Set of tasks —
**a)** According to the subscription fee terms below, how many days after an invoice or pro forma invoice reaches the Customer is the Subscription Fee due?
**b)** Write a continuation of the subscription fee terms below that begins after their final clause.

Text provided —
5.1. The Subscription Fee is paid monthly or annually upfront, based on the choice of Customer, as a recurring payment. Monthly payment of the Subscription Fee shall cover thirty (30) days of use of the Services and annual payment of the Subscription Fee shall cover three hundred sixty-five (365) days of the use of the Services as of the day when payment is credited with Akurlee’s bank account.

5.2. The Subscription Fee shall be calculated as multiplication of monthly/annual fee for Managed resources according to subscription plan selected by the Customer and of number of such Managed resources chosen by Customer (Managed resources may be designated in the Owner Account as “number of managed resources“). Customer may change the number of Managed resources in the Owner Account (which may be designated in the Owner Account as “Upgrade Plan“). Such change shall apply immediately. The scope of the Services shall correspond to the selected subscription plan and number of Managed resources paid by Customer.

5.3. The Subscription Fee may be increased by the price of additional services on the basis of the Customer’s order according to Clause 3.4 hereof. The current price list of add-on services is available at www.akurlee.com/pricing or as part of an individual offer from Akurlee.

5.4. Customer may pay the Subscription Fee in the following currencies: EUR, CZK, USD. The applicable currency is based on the registered seat or other place of business of Customer. Any change of the currency is subject to approval of Akurlee.

5.5. The Subscription Fee is paid by card via third-party payment providers chosen by Akurlee. Akurlee does not store or anyhow process any card or payment details and shall not be responsible for any difficulties connected with provision of incorrect payment data to payment portal. Customer agrees that Akurlee is entitled to charge the Subscription Fee once Customer provides to Akurlee with its card details or other billing information via the Owner Account or by other means. After the card payment is processed, Akurlee provides Customer with confirmation of the payment.

5.6. The parties may agree that the payment of the Subscription Fee is made via wire transfer to the bank account of Akurlee. In such case, Akurlee issues an invoice or a pro forma invoice for the Subscription Fee (to be decided upon Akurlee sole discretion). Customer undertakes to provide Akurlee with valid and complete information necessary for the issuance of the invoice, including but not limited to full name, billing address, state, postal code, technical contact information, telephone number and valid payment method information via the Owner Account. Customer having its registered seat in the EU shall provide Akurlee also with valid value added tax number (VAT number). The Subscription Fee is due and payable within fourteen (14) days as of the delivery of invoice or pro forma invoice to Customer. The parties agree that Akurlee may send invoices and pro forma invoices via email without electronic signature. For the avoidance of doubt the decision to allow payment method described in this clause is solely upon Akurlee’s discretion.

5.7. Customer is not obliged to pay the Subscription Fee for the trial period as defined herein below.

5.8. Should Customer not pay the Subscription Fee for the next period according to clause 5.1 hereof, Akurlee is entitled to either suspend the provision of Services or terminate this Agreement by a written notice delivered to Customer. Customer is not allowed to use the Services when the provision of Services is suspended as well as for the period, for which Customer did not pay the Subscription Fee. The provision of Services shall be restored on the day, upon which Customer pays the Subscription Fee to Akurlee hereunder.

Excerpted records —
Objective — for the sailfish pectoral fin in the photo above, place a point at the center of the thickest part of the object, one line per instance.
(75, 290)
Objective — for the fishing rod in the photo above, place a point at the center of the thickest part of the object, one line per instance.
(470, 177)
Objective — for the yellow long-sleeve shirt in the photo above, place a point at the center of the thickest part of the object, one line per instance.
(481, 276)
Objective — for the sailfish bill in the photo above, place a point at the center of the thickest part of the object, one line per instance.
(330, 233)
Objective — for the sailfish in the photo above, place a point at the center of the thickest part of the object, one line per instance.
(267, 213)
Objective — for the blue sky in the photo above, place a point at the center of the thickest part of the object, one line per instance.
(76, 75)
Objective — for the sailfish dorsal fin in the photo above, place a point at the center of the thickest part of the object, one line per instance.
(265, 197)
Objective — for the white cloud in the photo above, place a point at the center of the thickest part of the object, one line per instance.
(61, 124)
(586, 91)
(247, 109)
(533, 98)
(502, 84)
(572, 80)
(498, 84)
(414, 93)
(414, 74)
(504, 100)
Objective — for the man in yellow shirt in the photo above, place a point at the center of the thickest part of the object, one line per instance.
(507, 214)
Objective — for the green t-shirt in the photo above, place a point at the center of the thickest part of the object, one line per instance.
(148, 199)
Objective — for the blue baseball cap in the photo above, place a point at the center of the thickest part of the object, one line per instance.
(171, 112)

Responses to the exercise —
**a)** Fourteen (14) days.

**b)**
5.9. Any Subscription Fee paid to Akurlee is non-refundable, unless explicitly decided by Akurlee otherwise based on case-by-case basis. If Customer is of the opinion that there’s been an error in billing, it shall contact support team of Akurlee to find a solution.

5.10. The date of payment shall be considered the date of the chargeable event for the accounting and tax purposes.

5.11. Customer is solely responsible for any local taxes, duties or other charges connected to use of the Services subject to this Agreement – the Subscription Fee does not include such charges and, if Akurlee becomes liable to pay such charges in the country of the Customer’s registration, such charges shall be added to the Subscription Fee. In case the Customer is registered as a value added tax payer, the parties agree that the Subscription Fee does not include value added tax (VAT), which shall be added to the Subscription Fee in accordance with the legal regulations applicable on the date of payment, if applicable.

6. TRIAL PERIOD

6.1. Customer may try the Services for a limited period of time of thirty (30) days (“Trial Period“) for up to three (3) Managed resources free of charge subject to registration in accordance with Article 4 hereof. Akurlee hereby grants to Customer the right to use the Services for the Trial Period for up to three (3) Managed resources. Such right expires together with the expiration of the Trial Period.

6.2. In case Customer wishes to use the Services after the Trial Period or use the Services on more than three (3) Managed resources during Trial Period, Customer shall set the amount of Managed resources required (via “Upgrade Plan“) and insert complete billing information according to Clause 5.5 or 5.6 hereof via the Owner Account. Such use of Services is not considered to be a part of a Trial Period use and Subscription Fee applies in accordance with this Agreement.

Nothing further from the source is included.